▶ SELECTED PASSAGE

* * * *

View into the anechoic (left) and reverberant (right) room.

The new acoustics laboratory building, which included an anechoic room, a reverberation room and sound transmission rooms, had already been occupied by then. The acoustic facilities (all built in a robust “box-in-box” approach), as well as setups for determination of thermal conductivity, were used for developing measurement methods and performing service measurements for companies.

Among the first environmental acoustics activities were traffic noise measurements (near the newly built E40 highway between Brussels and Liège and near Antwerp), and evaluations of noise disturbance (on the instructions of the Belgian Ministry of Public Health). This venture was undertaken with the help of newly hired members Piet Steenackers, Willy Bruyninckx (1949–2022) and Roger Gambart. In 1986, Prof. Jan Thoen joined the laboratory and became its director in 1988. The laboratory further developed its expertise in building acoustics, room acoustics and environmental acoustics, in particular in many studies and consulting on airport noise. In 1987, Prof. Jan Thoen also started research on photoacoustic and photothermal phenomena. Later on, the expertise (in collaboration with Prof. Jan Wouters and Prof. Astrid Van Wieringen from the audiology department) extended to perception acoustics. Around 2000, after a significant expansion of the lab building, the group of Prof. Gerrit Vermeir joined on the building-related acoustic topics. Throughout the years, several members of the laboratory have taken leading roles in different national and international societies related to acoustics. In particular, Prof. André Cops and Prof. Gerrit Vermeir have chaired the Belgian Acoustical Society (ABAV) and the Secretary-General of the International Institute of Noise Control Engineering (INCE). Henry Myncke was very active in the ICA (board member 1981–1984, president 1984–1990). In the early 1990s, Prof. Jan Thoen served as Secretary General of the Federation of Acoustical Societies of Europe (FASE). Prof. Monika Rychtarikova has chaired the Technical Committee of EAA Room and Building Acoustics (2011–2017) and has been a board member of ICA (2013–2017). The evolution of the different research, education, dissemination, and consulting activities is sketched in the following thematic overview.

* * * *

▶ DATA

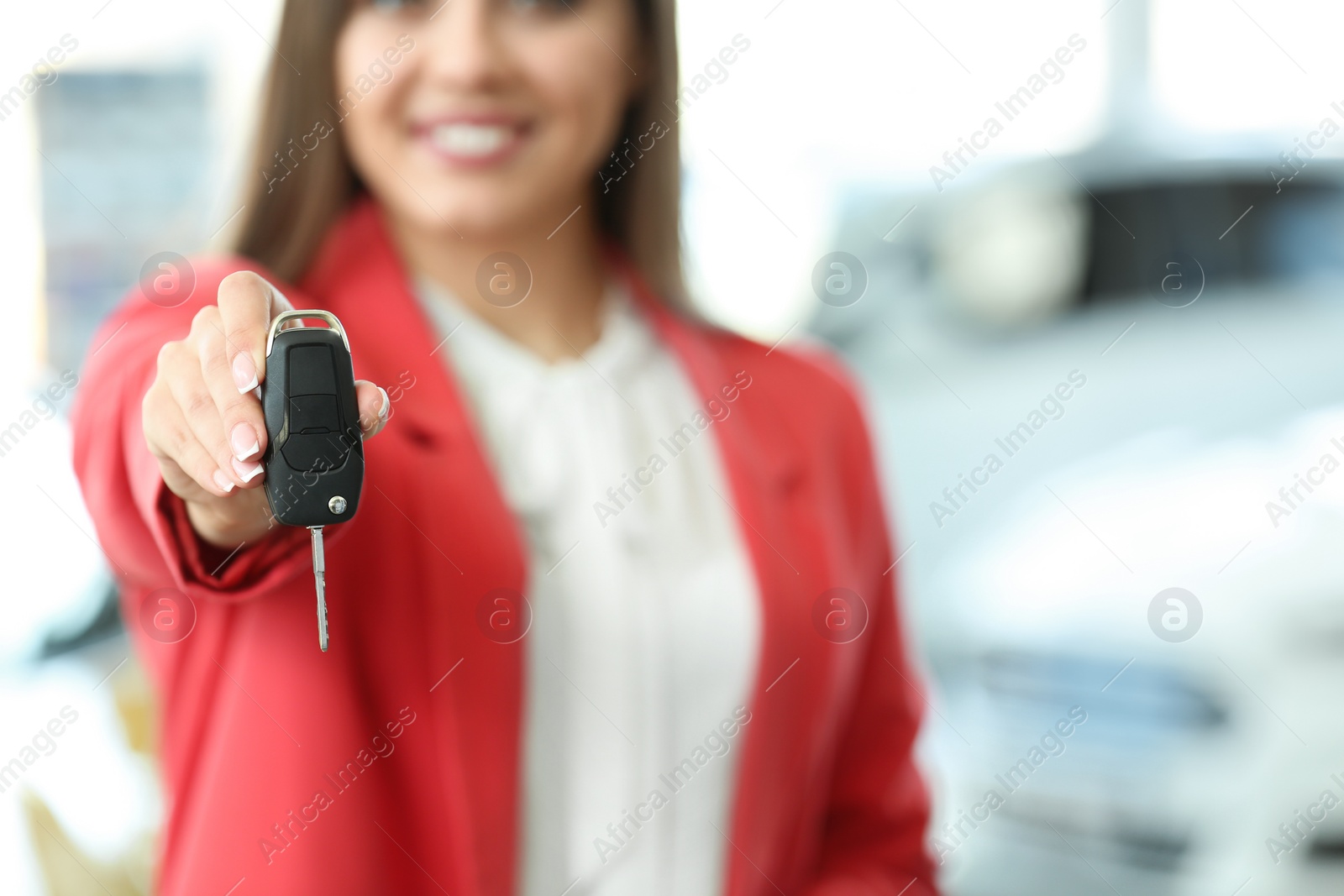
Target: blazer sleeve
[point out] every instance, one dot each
(143, 527)
(874, 837)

* * * *

▶ EXERCISE INSTRUCTIONS
(a) From the passage on the acoustics laboratory's history, return the text between "The new acoustics" and "measurements for companies.", inclusive.
(b) Translate this sentence from the acoustics laboratory history into French: "In 1987, Prof. Jan Thoen also started research on photoacoustic and photothermal phenomena."
(c) State whether each statement agrees with the acoustics laboratory history, answering yes or no and quoting the deciding words: (i) The acoustic facilities were built using a box-in-box approach. (ii) Prof. Jan Thoen became director of the laboratory in 1986. (iii) Henry Myncke served as president of the ICA from 1984 to 1990.

▶ RESULTS OF THE EXERCISE
(a)
The new acoustics laboratory building, which included an anechoic room, a reverberation room and sound transmission rooms, had already been occupied by then. The acoustic facilities (all built in a robust “box-in-box” approach), as well as setups for determination of thermal conductivity, were used for developing measurement methods and performing service measurements for companies.

(b) En 1987, le professeur Jan Thoen a également entamé des recherches sur les phénomènes photoacoustiques et photothermiques.

(c)
(i) Yes: "all built in a robust “box-in-box” approach"
(ii) No: "In 1986, Prof. Jan Thoen joined the laboratory and became its director in 1988."
(iii) Yes: "president 1984–1990"